[START OF STORED ROWS]
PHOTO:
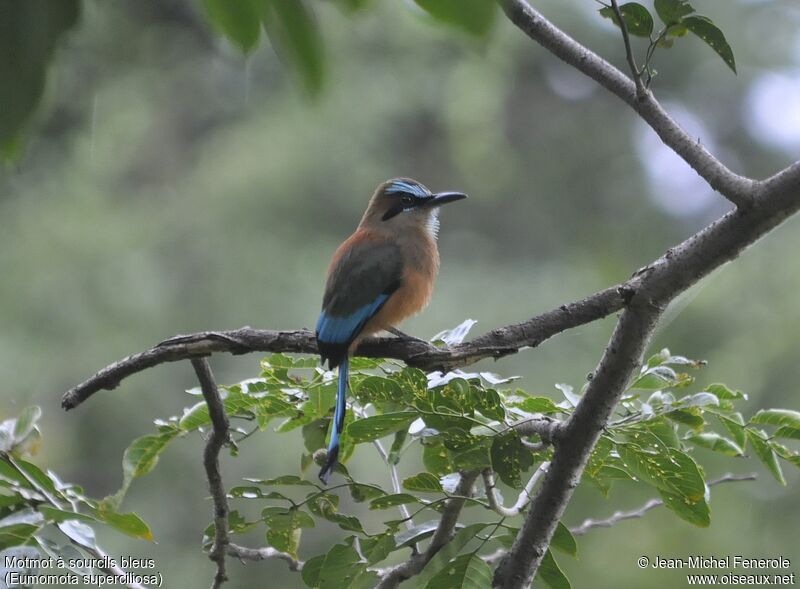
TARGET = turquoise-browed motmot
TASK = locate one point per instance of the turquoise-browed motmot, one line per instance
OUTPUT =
(379, 276)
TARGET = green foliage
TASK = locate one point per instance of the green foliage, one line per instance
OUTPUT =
(678, 18)
(29, 34)
(475, 17)
(35, 505)
(637, 18)
(457, 422)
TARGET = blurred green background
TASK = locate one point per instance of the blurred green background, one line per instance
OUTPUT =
(170, 185)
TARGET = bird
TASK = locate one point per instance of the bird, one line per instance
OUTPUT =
(380, 275)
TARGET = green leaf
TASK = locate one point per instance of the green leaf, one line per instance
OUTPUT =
(475, 17)
(672, 11)
(722, 392)
(777, 417)
(717, 443)
(314, 434)
(388, 501)
(510, 457)
(656, 378)
(687, 417)
(638, 19)
(436, 459)
(713, 37)
(238, 20)
(29, 34)
(142, 454)
(54, 515)
(538, 405)
(787, 431)
(289, 479)
(140, 457)
(551, 573)
(26, 422)
(693, 511)
(467, 571)
(766, 454)
(397, 446)
(361, 492)
(323, 398)
(378, 426)
(127, 523)
(326, 505)
(455, 336)
(564, 540)
(378, 547)
(80, 533)
(734, 423)
(294, 34)
(16, 534)
(311, 570)
(424, 482)
(341, 565)
(449, 551)
(416, 533)
(379, 389)
(676, 476)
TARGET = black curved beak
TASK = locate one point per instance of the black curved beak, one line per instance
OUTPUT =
(442, 198)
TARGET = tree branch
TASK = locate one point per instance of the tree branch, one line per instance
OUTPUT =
(392, 577)
(496, 503)
(220, 435)
(737, 189)
(264, 553)
(618, 516)
(635, 73)
(762, 206)
(493, 344)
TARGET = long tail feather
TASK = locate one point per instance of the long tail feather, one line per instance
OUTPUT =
(338, 423)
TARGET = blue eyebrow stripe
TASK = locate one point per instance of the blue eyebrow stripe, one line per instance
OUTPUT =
(401, 186)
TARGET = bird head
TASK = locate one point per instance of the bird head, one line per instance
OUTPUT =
(405, 203)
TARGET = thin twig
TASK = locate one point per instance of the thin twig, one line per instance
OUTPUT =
(635, 73)
(220, 435)
(416, 353)
(740, 190)
(496, 503)
(618, 516)
(392, 577)
(392, 472)
(264, 553)
(95, 551)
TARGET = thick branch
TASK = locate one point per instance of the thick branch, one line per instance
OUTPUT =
(220, 435)
(737, 189)
(443, 534)
(496, 503)
(493, 344)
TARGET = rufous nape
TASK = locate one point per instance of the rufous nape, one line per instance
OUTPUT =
(382, 274)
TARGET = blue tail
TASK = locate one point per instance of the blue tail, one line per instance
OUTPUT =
(338, 423)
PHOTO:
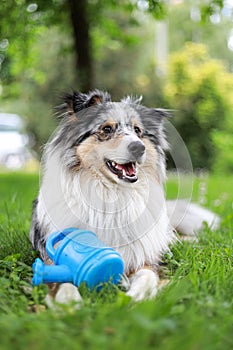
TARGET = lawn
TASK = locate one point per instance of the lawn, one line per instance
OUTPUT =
(194, 311)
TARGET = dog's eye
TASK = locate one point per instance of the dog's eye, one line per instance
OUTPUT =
(137, 130)
(107, 129)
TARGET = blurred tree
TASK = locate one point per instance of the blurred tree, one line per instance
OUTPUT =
(80, 17)
(215, 32)
(59, 44)
(200, 89)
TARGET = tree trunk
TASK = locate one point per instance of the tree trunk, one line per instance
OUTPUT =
(82, 42)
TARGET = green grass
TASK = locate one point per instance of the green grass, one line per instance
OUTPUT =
(193, 312)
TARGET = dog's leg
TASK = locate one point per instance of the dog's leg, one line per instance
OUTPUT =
(143, 284)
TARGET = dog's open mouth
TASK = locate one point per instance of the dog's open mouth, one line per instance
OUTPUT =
(126, 172)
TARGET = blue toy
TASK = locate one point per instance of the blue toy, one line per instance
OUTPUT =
(79, 257)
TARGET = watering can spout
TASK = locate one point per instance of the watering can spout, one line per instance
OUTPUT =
(50, 273)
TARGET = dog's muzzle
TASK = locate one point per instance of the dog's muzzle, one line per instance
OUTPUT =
(127, 171)
(136, 150)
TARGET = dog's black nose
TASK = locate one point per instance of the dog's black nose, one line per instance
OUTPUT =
(136, 148)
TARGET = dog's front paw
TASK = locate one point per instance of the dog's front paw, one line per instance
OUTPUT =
(67, 293)
(143, 285)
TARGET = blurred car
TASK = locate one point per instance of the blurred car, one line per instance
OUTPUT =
(13, 141)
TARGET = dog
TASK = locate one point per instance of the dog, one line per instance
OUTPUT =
(104, 170)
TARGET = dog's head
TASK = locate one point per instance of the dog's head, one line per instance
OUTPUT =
(111, 139)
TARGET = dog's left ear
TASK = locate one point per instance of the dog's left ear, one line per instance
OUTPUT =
(77, 101)
(160, 114)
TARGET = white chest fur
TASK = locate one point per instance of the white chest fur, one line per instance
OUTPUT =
(131, 218)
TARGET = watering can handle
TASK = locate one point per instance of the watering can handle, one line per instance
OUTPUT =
(55, 238)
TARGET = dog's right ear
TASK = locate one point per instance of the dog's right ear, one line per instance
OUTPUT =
(77, 101)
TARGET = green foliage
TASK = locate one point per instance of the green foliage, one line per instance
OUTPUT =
(200, 90)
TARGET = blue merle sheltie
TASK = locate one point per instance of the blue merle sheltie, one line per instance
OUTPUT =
(104, 170)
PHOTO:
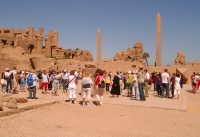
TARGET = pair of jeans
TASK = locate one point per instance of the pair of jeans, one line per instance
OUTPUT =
(22, 84)
(32, 92)
(141, 90)
(135, 91)
(165, 86)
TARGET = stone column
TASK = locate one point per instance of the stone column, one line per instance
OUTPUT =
(158, 41)
(98, 45)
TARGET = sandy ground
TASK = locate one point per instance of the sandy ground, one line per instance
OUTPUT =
(66, 119)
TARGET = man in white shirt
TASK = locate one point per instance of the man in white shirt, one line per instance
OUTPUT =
(165, 83)
(146, 82)
(32, 88)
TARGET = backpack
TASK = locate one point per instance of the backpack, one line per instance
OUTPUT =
(102, 82)
(30, 80)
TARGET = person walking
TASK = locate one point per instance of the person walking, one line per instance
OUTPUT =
(107, 80)
(129, 84)
(32, 80)
(8, 76)
(3, 82)
(45, 82)
(100, 85)
(55, 85)
(195, 83)
(86, 89)
(22, 81)
(140, 78)
(65, 76)
(159, 85)
(146, 82)
(165, 83)
(177, 87)
(115, 90)
(135, 85)
(39, 79)
(72, 81)
(181, 80)
(172, 80)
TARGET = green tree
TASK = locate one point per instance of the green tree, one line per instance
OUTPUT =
(145, 55)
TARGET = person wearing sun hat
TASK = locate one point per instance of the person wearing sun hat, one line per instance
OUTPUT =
(86, 89)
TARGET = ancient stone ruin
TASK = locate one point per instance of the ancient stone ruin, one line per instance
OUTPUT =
(29, 49)
(133, 55)
(180, 59)
(82, 55)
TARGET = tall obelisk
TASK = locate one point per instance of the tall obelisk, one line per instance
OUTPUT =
(98, 45)
(158, 41)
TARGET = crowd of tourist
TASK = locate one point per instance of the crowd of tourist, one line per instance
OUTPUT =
(137, 83)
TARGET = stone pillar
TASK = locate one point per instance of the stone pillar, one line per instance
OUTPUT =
(98, 45)
(158, 41)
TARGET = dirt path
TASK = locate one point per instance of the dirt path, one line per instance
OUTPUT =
(107, 120)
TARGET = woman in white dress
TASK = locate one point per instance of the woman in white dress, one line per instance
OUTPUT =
(177, 87)
(72, 81)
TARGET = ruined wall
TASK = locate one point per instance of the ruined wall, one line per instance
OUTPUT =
(82, 55)
(133, 55)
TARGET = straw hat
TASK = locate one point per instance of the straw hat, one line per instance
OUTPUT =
(86, 74)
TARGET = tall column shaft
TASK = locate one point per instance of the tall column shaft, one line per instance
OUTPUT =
(158, 41)
(98, 45)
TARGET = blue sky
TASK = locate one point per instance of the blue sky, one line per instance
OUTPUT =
(122, 24)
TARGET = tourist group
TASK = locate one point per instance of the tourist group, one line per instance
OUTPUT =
(137, 83)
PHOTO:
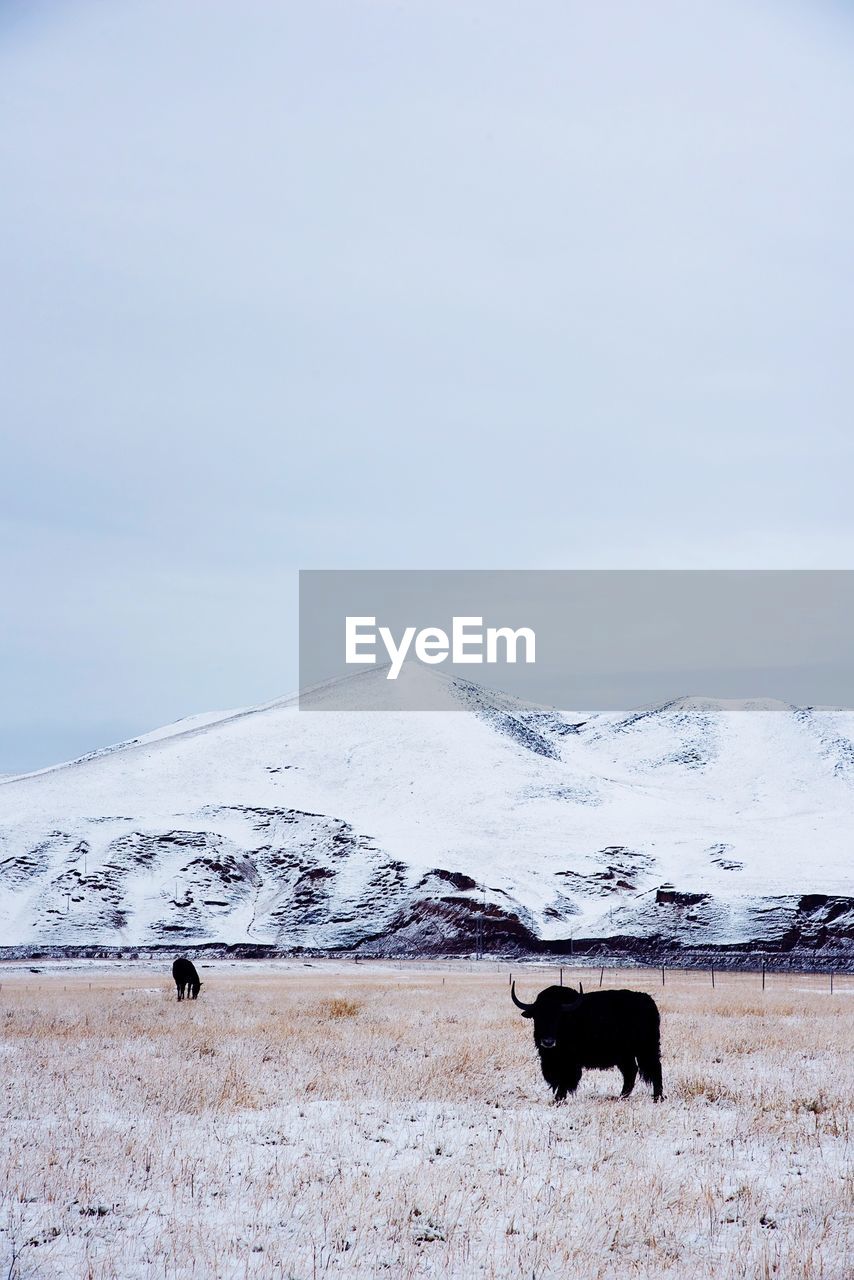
[END OF STORED ROWS]
§ **EXERCISE AIM**
Count the lines of the rows above that contain the string "wearing", treating uppercase and lowercase as distinct, and give only that number.

§ **EXERCISE SOLUTION**
2